**DIRECTIONS:** Would you give the entries below again, precisely as they are written?

**RECORD EXTRACTS:**

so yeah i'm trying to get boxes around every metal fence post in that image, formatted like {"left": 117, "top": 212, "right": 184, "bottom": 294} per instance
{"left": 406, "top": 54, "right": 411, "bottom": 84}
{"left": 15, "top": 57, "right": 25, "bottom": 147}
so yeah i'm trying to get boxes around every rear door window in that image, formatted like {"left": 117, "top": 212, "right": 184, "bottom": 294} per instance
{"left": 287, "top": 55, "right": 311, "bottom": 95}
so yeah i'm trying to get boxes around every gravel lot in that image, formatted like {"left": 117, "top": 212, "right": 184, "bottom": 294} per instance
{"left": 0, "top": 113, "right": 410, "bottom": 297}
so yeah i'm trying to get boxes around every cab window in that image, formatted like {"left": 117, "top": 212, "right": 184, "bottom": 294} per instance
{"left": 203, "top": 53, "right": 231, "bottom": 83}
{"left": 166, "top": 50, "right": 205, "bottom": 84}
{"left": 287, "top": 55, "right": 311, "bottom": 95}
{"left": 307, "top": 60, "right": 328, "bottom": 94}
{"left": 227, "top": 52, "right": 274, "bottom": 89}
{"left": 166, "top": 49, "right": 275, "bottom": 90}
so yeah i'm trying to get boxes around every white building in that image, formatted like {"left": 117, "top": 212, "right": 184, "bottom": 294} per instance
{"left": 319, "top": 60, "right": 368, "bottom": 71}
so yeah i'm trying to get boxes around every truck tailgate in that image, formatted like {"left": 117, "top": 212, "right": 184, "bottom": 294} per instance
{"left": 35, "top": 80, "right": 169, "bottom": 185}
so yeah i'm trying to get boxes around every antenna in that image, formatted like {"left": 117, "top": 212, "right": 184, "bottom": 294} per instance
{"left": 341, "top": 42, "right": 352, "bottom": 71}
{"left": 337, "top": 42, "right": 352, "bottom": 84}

**OUTPUT:**
so yeah i'm trying to get boxes around every metal fence post in that image, formatted like {"left": 117, "top": 212, "right": 184, "bottom": 294} per instance
{"left": 406, "top": 54, "right": 411, "bottom": 84}
{"left": 15, "top": 57, "right": 25, "bottom": 147}
so yeah i'm trying to get boxes around every rear door window in that image, formatted like {"left": 117, "top": 212, "right": 184, "bottom": 294} per instance
{"left": 287, "top": 55, "right": 311, "bottom": 95}
so yeah i'm trying to get boxes around every gravel lot in that image, formatted like {"left": 117, "top": 212, "right": 184, "bottom": 294} per instance
{"left": 0, "top": 113, "right": 410, "bottom": 297}
so yeah i'm trying to get boxes around every cab window in that image, formatted like {"left": 117, "top": 212, "right": 184, "bottom": 294} per instance
{"left": 203, "top": 53, "right": 231, "bottom": 83}
{"left": 166, "top": 50, "right": 205, "bottom": 84}
{"left": 287, "top": 55, "right": 311, "bottom": 95}
{"left": 307, "top": 60, "right": 328, "bottom": 94}
{"left": 227, "top": 52, "right": 274, "bottom": 89}
{"left": 166, "top": 49, "right": 275, "bottom": 90}
so yeah i'm trying to get boxes around every white building in that image, formatted like {"left": 117, "top": 212, "right": 184, "bottom": 294} per instance
{"left": 319, "top": 60, "right": 368, "bottom": 71}
so yeah i'm trying to get boxes around every truck tailgate in that image, formatted like {"left": 117, "top": 212, "right": 184, "bottom": 294} per instance
{"left": 35, "top": 80, "right": 169, "bottom": 185}
so yeah i'm trying to get boxes around every antenna in that image, formatted like {"left": 117, "top": 212, "right": 184, "bottom": 294} per instance
{"left": 341, "top": 42, "right": 352, "bottom": 71}
{"left": 337, "top": 42, "right": 352, "bottom": 84}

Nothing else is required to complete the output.